14 апреля 2008 года. 11:39

Экспонат губами не трогать

Где иконам лучше — в музее или храме? Свое мнение высказали священники, музейщики и искусствоведы
Казалось бы, в этом вопросе и дилеммы­то никакой нет. Место иконы в храме — сегодня, в период реставрации православной веры на Руси, это очевидный тезис. Впрочем, даже в столь возвышенные сферы проклятый быт вносит свои коррективы. Иконы, находящиеся в храмах и участвующие в церковных службах, сегодня входят в группу риска, поскольку в любой момент могут быть украдены. Да и условия хранения икон, особенно древних, далеки от идеальных. Вместе с тем в музее иконы перестают восприниматься как святыни, награждаются званием «экспоната» и получают инвентарный номер. И кроме классиче­ского «Экспонат руками не трогать», никаких запретов и правил.

Музей уже не раз подставлял плечо церкви в деле сохранения икон. Скажем, после революции 1917 года многие ценные иконы спаслись во многом благодаря тому, что из объектов культа были переименованы в произведения древнерусской живописи. Наиболее показательна история с обнаружением творений великого иконописца Андрея Рублева — иконы, написанные его рукой, были обнаружены учеными в дровяном сарае. Если бы не имя Рублева, их участь была бы незавидна — сгореть в печи, провести остатки дней столешницей или дверью в деревенском серванте.

Впрочем, некоторые православные философы и священнослужители и в этом видят промысел божий, утверждая, что Господу было угодно наградить иконы художественным совершенством и обратить на себя внимание искусствоведов, часто далеких от религии, дабы сохранить иконы для верующих. Как же быть с иконами сегодня — вернуть в храм, зачастую неохраняемый и не оборудованный необходимыми условиями для хранения, или оставить в безопасном, но насквозь светском музее?

Начнем с того, что иконы для музея и храма имеют разное значение и ценны по­разному. Музей интересуется доской, краской и мастерством художника, храм — заключенным в иконе божественным духом. Веру­ющий подобен тому, кто смотрит на фотографию родного человека и видит его живым, не обращая внимания на то, какого качества снимок и как фотограф выстроил экспозицию.
◇ ◇ ◇ ◇ ◇ ◇ ◇
Задание
Чем, согласно отрывку об иконах в музее и храме, интересуется музей? Назовите всё перечисленное. Строки далее взяты из другого источника, а не из отрывка.
◇ ◇ ◇ ◇ ◇ ◇ ◇
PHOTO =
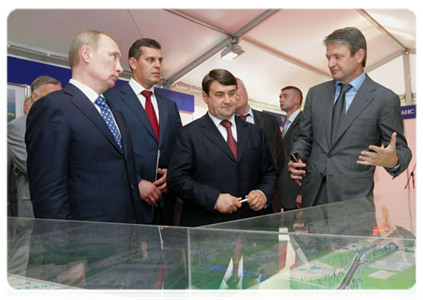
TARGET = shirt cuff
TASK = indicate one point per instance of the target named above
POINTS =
(265, 198)
(395, 170)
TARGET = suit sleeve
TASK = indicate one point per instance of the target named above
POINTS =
(269, 175)
(304, 141)
(279, 148)
(391, 121)
(16, 146)
(180, 176)
(48, 140)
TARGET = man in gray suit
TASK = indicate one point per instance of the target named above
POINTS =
(345, 145)
(15, 144)
(290, 101)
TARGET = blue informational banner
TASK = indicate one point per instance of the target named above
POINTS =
(281, 118)
(22, 71)
(184, 101)
(410, 111)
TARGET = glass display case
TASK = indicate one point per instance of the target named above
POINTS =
(350, 250)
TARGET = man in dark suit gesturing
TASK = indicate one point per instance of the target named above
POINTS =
(272, 131)
(152, 120)
(343, 126)
(218, 160)
(80, 157)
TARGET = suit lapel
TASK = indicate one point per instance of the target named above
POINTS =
(163, 116)
(87, 108)
(131, 100)
(293, 125)
(243, 136)
(327, 108)
(211, 132)
(362, 99)
(258, 119)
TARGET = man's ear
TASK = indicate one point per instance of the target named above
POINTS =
(86, 53)
(205, 98)
(360, 55)
(132, 63)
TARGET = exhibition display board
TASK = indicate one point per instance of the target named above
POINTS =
(351, 250)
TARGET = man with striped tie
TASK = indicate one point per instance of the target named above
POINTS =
(80, 157)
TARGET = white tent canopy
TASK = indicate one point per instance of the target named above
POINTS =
(282, 46)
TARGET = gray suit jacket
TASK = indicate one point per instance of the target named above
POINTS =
(371, 119)
(15, 145)
(290, 189)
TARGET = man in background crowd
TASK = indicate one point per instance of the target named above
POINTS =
(290, 100)
(16, 148)
(272, 131)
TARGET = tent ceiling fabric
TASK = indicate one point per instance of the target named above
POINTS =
(282, 46)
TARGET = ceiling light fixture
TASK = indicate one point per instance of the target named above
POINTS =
(232, 51)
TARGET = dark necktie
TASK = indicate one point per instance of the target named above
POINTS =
(230, 140)
(244, 117)
(108, 118)
(285, 127)
(151, 114)
(338, 111)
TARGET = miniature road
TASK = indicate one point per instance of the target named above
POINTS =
(357, 262)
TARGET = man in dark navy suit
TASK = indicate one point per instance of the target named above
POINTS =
(80, 157)
(219, 160)
(152, 120)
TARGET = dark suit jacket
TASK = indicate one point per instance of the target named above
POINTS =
(202, 167)
(290, 189)
(144, 140)
(272, 131)
(371, 119)
(75, 166)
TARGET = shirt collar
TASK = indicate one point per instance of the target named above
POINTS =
(217, 121)
(137, 87)
(294, 115)
(249, 112)
(86, 90)
(356, 82)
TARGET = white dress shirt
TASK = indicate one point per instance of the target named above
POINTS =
(138, 88)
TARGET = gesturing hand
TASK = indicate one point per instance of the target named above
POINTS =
(383, 157)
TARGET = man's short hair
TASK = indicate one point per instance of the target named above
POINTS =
(41, 80)
(87, 37)
(352, 38)
(297, 90)
(135, 50)
(29, 101)
(220, 75)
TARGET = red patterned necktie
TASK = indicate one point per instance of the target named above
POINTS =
(243, 117)
(151, 114)
(230, 140)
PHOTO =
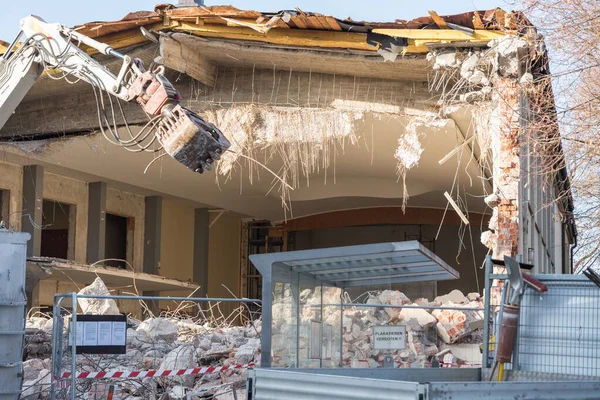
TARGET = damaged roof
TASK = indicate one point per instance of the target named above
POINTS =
(306, 29)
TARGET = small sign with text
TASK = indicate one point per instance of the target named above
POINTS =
(389, 337)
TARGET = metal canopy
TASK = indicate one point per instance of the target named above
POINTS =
(371, 264)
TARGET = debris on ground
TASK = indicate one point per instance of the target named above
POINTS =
(428, 330)
(177, 341)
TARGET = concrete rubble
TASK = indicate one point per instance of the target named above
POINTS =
(154, 343)
(429, 330)
(181, 343)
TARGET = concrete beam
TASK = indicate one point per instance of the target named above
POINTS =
(152, 238)
(180, 56)
(201, 232)
(33, 197)
(233, 86)
(96, 246)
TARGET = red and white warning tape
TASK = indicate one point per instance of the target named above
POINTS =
(156, 372)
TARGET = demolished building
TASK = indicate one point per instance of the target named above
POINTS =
(342, 132)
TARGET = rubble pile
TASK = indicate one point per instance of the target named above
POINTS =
(429, 331)
(155, 343)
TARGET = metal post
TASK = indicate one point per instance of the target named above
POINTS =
(55, 311)
(296, 294)
(73, 343)
(486, 313)
(341, 327)
(515, 363)
(322, 330)
(501, 311)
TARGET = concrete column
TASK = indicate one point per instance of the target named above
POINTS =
(201, 223)
(152, 238)
(33, 197)
(96, 245)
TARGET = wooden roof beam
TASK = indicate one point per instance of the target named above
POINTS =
(439, 21)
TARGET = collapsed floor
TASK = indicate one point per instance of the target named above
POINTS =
(434, 336)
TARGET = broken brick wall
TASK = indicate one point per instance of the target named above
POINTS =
(507, 172)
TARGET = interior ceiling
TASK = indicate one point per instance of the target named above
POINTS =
(364, 174)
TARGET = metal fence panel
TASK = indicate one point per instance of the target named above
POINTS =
(12, 308)
(559, 329)
(514, 390)
(276, 385)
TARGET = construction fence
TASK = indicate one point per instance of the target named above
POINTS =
(557, 336)
(194, 349)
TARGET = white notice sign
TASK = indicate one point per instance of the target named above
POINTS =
(90, 333)
(105, 333)
(118, 334)
(389, 337)
(79, 341)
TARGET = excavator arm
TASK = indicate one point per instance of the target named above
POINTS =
(40, 46)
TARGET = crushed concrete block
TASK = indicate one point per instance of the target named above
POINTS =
(446, 59)
(492, 200)
(489, 239)
(455, 297)
(456, 324)
(424, 319)
(246, 353)
(395, 298)
(466, 352)
(474, 297)
(177, 392)
(158, 329)
(97, 306)
(32, 368)
(507, 54)
(180, 358)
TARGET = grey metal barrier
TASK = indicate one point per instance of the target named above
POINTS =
(65, 358)
(558, 330)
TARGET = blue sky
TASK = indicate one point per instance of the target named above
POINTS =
(73, 12)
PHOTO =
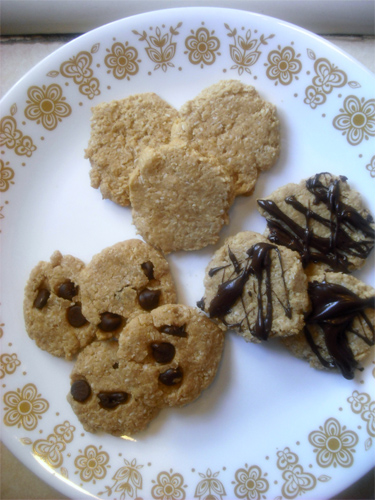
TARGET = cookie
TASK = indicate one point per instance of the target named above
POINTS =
(106, 394)
(120, 129)
(324, 220)
(180, 199)
(230, 121)
(122, 281)
(179, 350)
(256, 288)
(340, 328)
(52, 307)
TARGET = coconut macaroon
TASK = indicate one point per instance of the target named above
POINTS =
(120, 129)
(52, 307)
(256, 288)
(324, 220)
(122, 281)
(230, 121)
(340, 328)
(180, 199)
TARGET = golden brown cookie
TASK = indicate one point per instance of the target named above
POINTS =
(106, 394)
(340, 328)
(256, 288)
(180, 199)
(52, 307)
(230, 121)
(122, 281)
(119, 131)
(324, 220)
(179, 350)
◇ ◇ ◇ ◇ ◇ ◇ ◇
Ответ
Доской, краской и мастерством художника.